Start of Block
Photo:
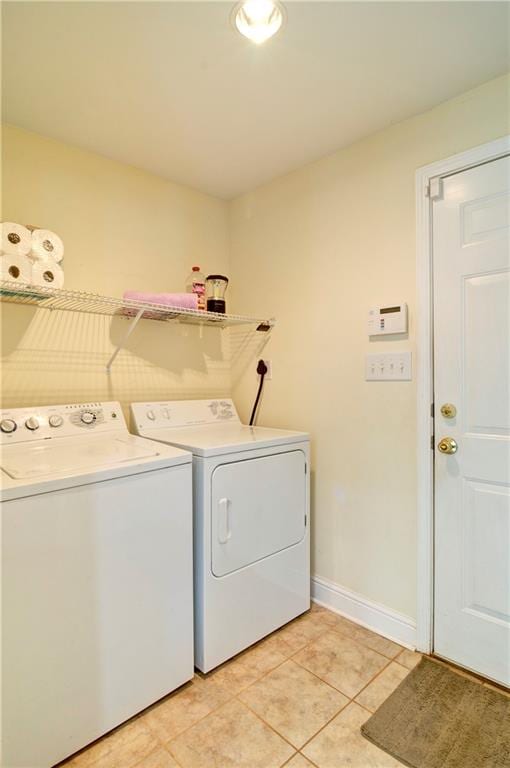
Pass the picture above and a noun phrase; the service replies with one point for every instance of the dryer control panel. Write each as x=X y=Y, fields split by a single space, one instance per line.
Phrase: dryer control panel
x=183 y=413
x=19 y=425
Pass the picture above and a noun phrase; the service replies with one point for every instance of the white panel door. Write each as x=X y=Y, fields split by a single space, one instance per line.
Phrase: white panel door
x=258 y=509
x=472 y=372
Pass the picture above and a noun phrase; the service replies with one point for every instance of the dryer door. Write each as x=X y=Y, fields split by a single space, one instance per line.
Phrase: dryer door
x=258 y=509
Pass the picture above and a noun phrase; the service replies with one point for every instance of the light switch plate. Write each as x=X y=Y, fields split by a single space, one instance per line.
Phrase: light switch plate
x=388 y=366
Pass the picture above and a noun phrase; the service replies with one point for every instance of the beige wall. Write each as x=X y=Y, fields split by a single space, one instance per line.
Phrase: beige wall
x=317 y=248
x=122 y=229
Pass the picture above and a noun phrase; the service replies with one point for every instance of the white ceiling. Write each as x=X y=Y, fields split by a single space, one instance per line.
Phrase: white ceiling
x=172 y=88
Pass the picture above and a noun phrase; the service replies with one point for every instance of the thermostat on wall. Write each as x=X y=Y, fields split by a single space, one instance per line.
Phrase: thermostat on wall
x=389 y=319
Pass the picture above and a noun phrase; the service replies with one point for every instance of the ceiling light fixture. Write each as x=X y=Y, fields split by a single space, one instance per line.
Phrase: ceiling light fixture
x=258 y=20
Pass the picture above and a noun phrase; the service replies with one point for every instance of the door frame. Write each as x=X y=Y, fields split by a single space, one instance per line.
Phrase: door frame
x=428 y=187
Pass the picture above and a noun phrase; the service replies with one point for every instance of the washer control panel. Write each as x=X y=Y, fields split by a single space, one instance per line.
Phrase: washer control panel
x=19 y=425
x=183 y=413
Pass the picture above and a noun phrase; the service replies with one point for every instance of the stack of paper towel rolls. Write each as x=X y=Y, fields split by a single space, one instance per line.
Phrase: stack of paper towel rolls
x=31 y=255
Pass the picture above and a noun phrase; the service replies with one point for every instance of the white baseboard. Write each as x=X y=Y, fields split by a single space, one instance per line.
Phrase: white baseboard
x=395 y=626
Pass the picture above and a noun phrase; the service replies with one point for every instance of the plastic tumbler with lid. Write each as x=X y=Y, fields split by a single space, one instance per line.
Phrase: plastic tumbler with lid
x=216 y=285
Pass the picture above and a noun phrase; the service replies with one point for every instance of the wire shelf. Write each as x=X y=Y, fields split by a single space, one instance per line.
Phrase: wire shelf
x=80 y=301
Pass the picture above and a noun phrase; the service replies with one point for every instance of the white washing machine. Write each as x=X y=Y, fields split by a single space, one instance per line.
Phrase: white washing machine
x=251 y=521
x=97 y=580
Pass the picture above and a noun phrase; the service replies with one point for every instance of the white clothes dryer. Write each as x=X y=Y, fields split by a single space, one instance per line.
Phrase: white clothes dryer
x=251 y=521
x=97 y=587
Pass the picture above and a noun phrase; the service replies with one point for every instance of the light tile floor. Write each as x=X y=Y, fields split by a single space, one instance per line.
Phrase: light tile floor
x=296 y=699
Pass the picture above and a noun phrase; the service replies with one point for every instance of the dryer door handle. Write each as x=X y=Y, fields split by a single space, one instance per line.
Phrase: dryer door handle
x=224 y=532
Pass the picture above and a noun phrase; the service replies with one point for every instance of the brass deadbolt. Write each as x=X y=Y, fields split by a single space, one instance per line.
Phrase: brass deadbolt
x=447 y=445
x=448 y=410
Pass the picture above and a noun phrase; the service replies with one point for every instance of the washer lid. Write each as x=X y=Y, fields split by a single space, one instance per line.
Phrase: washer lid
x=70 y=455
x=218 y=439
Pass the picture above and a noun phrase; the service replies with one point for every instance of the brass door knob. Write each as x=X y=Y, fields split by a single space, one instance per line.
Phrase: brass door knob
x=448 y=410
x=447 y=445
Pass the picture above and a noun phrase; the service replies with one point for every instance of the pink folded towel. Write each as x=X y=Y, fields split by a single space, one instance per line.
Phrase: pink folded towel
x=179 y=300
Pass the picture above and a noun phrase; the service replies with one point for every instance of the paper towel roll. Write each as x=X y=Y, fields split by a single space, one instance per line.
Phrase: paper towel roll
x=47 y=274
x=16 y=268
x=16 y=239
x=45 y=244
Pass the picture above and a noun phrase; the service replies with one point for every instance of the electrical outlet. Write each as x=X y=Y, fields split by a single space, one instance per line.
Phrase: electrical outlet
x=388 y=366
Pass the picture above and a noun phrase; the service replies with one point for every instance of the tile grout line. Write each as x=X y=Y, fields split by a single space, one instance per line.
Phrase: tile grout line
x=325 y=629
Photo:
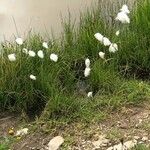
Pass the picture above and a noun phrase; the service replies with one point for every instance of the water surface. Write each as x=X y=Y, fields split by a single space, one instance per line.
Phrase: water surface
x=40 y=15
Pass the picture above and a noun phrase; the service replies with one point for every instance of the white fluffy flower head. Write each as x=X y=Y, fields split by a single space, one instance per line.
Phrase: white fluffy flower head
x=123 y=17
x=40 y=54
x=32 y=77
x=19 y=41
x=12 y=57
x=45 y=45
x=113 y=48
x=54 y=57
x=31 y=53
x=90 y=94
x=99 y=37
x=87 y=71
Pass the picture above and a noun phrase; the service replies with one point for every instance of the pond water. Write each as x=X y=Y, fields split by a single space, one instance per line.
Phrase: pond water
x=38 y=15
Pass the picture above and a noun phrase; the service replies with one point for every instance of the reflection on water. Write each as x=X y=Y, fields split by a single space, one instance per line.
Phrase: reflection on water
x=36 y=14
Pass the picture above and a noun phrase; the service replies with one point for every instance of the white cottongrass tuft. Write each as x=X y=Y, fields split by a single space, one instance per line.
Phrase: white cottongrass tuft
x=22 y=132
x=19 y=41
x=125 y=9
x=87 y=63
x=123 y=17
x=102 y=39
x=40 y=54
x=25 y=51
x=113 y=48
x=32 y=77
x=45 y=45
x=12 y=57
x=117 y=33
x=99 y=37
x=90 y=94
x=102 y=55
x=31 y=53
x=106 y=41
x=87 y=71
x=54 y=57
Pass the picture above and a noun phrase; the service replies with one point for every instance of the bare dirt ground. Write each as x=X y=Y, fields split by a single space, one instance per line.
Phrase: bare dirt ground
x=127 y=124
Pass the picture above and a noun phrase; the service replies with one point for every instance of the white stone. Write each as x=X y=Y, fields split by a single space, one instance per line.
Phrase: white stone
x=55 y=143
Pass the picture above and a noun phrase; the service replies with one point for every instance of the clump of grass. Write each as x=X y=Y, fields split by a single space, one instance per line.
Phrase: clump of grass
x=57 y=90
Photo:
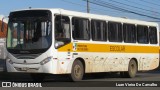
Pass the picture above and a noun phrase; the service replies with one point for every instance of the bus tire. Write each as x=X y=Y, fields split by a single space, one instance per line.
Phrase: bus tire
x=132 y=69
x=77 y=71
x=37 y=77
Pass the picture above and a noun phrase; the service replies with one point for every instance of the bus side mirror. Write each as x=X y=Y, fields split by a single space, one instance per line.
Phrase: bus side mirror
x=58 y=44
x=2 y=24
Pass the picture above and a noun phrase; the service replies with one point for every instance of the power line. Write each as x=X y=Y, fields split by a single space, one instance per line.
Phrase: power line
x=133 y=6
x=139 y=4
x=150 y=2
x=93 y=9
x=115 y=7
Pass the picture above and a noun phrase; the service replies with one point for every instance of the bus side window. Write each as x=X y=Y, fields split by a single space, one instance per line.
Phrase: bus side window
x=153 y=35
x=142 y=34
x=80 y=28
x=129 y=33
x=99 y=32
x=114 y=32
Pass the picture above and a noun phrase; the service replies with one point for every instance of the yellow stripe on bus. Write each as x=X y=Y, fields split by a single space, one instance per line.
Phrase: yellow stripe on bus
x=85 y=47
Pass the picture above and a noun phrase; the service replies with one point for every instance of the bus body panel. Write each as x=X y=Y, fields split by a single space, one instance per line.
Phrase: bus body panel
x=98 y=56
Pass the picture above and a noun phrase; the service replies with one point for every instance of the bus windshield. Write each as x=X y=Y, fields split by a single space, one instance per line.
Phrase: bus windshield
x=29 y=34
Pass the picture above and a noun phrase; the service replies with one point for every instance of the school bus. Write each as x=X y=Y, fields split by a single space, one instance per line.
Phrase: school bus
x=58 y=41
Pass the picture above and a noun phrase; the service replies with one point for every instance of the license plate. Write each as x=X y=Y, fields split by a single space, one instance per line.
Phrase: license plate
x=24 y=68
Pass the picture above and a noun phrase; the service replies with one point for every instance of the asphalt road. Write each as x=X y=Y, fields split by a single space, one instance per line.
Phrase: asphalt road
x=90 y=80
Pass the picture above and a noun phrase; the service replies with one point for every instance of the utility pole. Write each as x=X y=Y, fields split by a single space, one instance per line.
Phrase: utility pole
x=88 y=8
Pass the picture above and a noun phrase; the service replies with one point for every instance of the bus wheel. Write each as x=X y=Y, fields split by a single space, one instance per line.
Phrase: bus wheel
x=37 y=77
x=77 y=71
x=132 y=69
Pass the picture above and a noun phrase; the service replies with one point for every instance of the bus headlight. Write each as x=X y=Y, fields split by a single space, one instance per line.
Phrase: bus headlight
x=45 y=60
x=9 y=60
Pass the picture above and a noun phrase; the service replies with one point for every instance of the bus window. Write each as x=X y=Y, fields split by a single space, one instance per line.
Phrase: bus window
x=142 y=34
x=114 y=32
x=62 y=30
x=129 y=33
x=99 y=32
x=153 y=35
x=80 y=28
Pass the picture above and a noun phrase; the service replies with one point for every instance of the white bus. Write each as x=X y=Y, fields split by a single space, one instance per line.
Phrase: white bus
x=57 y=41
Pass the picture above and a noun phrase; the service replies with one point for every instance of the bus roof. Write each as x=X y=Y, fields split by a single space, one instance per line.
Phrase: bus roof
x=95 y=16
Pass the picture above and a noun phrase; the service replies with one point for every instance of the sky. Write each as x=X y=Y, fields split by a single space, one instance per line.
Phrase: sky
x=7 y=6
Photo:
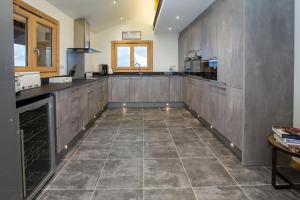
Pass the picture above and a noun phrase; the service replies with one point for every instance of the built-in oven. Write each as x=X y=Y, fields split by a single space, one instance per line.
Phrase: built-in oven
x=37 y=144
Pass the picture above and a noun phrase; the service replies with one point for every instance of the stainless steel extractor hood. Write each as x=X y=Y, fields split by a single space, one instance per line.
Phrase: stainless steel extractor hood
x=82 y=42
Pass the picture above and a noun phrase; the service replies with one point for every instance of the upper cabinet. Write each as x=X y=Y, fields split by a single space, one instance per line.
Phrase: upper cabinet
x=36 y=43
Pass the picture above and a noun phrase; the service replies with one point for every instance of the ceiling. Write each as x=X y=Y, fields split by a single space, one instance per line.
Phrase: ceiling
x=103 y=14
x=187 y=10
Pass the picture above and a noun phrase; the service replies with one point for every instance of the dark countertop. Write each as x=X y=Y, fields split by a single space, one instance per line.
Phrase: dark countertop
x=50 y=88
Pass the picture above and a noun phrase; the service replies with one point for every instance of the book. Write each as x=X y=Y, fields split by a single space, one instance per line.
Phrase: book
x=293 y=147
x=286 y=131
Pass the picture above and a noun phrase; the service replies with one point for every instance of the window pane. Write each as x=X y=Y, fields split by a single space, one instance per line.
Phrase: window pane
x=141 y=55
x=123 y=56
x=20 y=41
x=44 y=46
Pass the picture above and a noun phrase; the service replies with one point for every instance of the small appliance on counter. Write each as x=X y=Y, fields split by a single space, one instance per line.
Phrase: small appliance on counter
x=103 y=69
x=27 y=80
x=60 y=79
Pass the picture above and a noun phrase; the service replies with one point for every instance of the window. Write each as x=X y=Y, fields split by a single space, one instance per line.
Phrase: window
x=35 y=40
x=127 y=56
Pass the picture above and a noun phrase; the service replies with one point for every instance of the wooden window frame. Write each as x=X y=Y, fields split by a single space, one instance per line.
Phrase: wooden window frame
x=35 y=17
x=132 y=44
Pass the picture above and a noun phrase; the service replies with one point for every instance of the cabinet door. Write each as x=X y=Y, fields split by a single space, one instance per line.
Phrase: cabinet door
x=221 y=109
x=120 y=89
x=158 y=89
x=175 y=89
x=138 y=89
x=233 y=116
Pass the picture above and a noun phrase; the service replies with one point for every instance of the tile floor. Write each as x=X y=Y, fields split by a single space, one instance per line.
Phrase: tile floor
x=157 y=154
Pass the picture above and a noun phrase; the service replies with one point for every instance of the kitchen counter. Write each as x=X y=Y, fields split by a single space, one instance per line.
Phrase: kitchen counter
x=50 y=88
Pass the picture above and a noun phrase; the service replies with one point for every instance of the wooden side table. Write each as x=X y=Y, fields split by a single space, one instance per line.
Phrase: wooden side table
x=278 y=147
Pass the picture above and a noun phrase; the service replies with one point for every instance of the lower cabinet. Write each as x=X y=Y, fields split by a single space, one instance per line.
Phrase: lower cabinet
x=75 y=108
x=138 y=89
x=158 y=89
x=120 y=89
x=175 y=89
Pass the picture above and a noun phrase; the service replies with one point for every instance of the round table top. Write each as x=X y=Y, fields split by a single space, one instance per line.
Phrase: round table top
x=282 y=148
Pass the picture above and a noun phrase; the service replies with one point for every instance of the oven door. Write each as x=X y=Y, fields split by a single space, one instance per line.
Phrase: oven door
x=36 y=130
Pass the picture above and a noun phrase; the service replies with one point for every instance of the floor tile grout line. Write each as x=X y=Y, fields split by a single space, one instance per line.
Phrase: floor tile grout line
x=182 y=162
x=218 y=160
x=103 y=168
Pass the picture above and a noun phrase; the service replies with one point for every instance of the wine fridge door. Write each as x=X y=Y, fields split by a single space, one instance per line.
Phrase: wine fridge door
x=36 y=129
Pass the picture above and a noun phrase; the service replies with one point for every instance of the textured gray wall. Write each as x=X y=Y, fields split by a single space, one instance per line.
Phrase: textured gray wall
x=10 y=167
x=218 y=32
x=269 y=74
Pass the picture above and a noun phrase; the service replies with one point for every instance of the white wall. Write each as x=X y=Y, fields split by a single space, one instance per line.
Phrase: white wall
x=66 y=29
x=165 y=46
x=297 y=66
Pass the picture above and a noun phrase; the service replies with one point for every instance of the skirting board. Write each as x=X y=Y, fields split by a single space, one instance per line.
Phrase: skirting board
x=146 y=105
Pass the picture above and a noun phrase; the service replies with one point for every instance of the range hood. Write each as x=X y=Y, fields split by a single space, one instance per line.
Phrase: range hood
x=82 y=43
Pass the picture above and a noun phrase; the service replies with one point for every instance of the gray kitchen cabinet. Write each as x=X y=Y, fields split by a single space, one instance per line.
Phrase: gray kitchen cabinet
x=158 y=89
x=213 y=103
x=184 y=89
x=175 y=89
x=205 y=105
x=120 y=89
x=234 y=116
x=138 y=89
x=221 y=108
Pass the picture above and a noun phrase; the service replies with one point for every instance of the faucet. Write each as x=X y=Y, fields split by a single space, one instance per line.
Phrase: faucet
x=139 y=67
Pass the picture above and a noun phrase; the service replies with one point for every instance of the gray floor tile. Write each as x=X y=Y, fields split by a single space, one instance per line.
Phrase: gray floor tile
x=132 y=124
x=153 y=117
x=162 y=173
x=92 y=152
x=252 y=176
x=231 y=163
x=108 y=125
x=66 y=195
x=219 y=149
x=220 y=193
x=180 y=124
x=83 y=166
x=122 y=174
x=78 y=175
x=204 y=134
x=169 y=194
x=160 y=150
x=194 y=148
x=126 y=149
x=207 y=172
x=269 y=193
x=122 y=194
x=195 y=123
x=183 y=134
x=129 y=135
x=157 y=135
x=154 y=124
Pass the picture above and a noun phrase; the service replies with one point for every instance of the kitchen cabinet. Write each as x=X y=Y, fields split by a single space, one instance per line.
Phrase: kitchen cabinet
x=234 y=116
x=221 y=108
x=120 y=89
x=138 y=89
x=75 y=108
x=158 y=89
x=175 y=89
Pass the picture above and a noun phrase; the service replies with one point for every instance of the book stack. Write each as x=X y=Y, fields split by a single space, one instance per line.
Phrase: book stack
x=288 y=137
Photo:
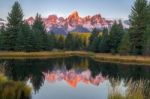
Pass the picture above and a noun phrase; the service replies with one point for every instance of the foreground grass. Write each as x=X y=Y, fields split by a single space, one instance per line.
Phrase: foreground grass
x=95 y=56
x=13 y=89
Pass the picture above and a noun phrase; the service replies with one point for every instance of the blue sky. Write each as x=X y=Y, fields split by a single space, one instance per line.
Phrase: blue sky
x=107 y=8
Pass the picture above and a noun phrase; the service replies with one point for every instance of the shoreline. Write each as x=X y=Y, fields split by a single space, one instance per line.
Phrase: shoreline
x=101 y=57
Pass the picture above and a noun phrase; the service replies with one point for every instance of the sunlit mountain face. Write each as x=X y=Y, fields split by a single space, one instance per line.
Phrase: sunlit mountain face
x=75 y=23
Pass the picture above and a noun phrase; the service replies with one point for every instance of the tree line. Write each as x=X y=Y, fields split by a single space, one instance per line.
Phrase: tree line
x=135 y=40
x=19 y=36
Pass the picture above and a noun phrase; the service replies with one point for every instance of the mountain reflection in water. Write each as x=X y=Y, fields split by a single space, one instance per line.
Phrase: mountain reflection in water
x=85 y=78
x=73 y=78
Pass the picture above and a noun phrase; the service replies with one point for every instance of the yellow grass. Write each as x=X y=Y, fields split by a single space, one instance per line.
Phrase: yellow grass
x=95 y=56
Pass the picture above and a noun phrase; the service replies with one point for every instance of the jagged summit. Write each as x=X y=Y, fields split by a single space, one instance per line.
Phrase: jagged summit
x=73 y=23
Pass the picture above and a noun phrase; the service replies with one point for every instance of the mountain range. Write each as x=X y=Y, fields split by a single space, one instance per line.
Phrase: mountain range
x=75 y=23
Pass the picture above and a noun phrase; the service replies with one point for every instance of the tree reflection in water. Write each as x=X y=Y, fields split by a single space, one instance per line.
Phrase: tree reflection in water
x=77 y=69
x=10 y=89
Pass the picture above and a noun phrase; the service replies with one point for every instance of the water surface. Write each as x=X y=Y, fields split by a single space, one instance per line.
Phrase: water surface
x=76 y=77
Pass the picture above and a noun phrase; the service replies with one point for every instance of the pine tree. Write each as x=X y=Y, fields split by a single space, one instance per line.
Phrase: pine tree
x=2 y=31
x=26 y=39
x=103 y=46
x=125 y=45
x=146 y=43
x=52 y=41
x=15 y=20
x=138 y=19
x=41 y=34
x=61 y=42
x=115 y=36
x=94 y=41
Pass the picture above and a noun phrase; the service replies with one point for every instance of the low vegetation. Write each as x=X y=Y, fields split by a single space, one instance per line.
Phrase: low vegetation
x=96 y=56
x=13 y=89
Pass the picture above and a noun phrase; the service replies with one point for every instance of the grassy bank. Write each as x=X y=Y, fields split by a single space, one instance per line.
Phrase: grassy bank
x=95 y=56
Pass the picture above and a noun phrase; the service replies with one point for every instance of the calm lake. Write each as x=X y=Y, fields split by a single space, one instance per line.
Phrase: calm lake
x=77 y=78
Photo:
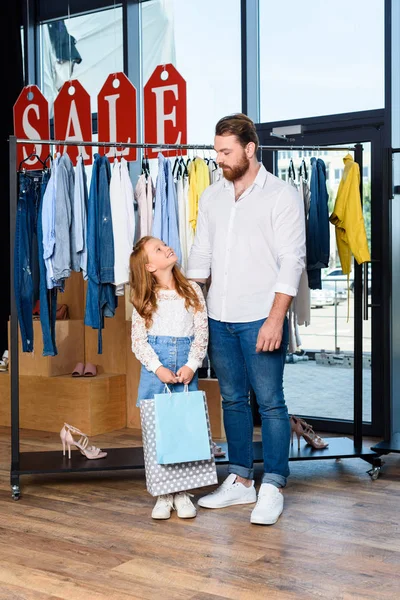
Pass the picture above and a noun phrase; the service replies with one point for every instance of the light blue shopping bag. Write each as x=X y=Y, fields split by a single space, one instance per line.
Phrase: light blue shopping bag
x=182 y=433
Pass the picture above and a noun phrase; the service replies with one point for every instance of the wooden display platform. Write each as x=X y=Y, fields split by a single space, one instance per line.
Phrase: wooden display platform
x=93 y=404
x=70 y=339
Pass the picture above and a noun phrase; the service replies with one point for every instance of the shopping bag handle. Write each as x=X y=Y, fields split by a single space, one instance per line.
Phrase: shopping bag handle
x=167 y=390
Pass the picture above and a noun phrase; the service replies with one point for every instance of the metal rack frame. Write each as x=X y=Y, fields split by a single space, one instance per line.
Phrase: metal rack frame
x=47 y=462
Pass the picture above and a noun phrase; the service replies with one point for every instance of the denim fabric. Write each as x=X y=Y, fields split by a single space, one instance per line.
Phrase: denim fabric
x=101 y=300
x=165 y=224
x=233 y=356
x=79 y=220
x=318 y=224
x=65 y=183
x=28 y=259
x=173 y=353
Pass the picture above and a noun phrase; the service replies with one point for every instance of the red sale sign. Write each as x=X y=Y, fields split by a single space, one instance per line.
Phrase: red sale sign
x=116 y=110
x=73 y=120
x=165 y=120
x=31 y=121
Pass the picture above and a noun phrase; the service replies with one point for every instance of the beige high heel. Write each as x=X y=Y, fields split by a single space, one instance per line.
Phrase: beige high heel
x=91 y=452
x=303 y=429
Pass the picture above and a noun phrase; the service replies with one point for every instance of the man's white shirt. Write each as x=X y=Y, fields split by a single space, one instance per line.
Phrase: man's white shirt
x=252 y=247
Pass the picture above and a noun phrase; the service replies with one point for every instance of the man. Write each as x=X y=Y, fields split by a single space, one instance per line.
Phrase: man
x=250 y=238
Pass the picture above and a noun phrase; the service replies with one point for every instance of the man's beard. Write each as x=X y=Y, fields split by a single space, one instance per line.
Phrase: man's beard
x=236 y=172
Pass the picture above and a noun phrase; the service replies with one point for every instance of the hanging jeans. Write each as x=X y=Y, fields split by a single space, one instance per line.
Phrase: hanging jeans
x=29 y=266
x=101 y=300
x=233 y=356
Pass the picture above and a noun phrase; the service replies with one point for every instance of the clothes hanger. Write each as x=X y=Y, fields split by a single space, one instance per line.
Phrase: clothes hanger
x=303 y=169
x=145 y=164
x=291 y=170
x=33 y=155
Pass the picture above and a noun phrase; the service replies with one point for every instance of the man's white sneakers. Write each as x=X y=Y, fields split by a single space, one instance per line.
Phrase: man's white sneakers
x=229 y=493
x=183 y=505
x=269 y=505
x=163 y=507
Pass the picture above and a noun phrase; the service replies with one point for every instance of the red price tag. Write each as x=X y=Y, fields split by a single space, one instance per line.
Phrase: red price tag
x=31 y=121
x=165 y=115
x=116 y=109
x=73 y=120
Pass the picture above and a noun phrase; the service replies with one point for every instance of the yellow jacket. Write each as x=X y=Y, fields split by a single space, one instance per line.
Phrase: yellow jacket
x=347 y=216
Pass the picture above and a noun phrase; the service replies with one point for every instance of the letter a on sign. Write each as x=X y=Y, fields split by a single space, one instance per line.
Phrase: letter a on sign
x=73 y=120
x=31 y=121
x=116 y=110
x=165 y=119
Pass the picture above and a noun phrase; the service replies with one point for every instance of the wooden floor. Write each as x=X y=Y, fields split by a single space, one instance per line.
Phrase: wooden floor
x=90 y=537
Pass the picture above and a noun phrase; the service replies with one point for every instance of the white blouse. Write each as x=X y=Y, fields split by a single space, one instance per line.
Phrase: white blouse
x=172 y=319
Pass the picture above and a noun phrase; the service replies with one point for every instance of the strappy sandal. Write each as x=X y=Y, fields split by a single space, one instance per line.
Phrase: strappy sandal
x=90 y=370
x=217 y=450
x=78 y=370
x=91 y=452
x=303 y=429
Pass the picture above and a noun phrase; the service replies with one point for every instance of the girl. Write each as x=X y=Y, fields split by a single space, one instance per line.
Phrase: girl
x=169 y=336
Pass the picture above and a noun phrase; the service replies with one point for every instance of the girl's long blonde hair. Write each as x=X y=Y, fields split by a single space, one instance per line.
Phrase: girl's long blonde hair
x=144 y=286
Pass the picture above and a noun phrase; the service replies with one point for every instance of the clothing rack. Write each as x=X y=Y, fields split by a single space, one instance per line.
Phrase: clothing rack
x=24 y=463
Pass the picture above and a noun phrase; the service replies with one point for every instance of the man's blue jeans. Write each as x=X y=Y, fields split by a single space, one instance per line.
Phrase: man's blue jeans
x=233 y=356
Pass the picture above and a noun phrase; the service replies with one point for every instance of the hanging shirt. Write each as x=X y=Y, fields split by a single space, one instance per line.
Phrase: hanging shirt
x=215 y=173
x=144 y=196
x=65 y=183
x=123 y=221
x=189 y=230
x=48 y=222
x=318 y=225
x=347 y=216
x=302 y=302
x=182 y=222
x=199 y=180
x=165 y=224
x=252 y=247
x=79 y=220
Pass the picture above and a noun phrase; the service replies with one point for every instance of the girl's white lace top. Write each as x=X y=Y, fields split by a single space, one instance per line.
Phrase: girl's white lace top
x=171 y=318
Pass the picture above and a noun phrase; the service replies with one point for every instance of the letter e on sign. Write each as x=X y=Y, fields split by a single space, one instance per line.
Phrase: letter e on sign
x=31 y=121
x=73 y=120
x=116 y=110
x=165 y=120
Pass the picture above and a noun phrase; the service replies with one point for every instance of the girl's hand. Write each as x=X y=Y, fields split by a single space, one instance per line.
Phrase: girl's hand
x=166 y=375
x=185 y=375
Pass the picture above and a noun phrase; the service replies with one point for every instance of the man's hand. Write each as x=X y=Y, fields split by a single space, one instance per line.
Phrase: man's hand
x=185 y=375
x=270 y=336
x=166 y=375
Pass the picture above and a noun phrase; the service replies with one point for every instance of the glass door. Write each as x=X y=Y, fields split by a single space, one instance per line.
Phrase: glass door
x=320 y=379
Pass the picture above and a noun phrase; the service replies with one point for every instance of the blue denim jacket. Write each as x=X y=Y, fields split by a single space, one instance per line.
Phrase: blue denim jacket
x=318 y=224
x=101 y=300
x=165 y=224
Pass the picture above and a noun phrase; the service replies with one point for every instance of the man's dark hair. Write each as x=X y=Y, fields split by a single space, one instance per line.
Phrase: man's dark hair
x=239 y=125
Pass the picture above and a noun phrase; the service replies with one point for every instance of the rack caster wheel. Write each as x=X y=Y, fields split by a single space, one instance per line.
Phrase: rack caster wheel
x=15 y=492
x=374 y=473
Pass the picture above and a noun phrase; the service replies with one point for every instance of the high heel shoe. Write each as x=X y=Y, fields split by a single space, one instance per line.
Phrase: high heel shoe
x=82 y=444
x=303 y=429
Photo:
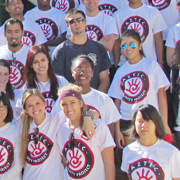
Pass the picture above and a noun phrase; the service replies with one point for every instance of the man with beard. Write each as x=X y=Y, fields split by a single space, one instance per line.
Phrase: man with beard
End of Block
YOUR OBJECTIVE » Return a word-for-word copy of the lines above from the one holding "Phrase: tree reflection in water" through the one holding "of the pine", with both of them included and nothing besides.

RESPONSE BELOW »
Phrase: tree reflection in water
x=77 y=69
x=10 y=89
Pass the picture above and a noun phrase; the service replies with one point for every instance of the water surface. Write each as x=X y=Y, fields split by a single space, one instance per line.
Phrase: water surface
x=76 y=77
Pass the picture above and a noun phrase; the service replies with one point for every instance of the pine tree. Write each as x=X y=Y, fields split by a single space, one instance per line.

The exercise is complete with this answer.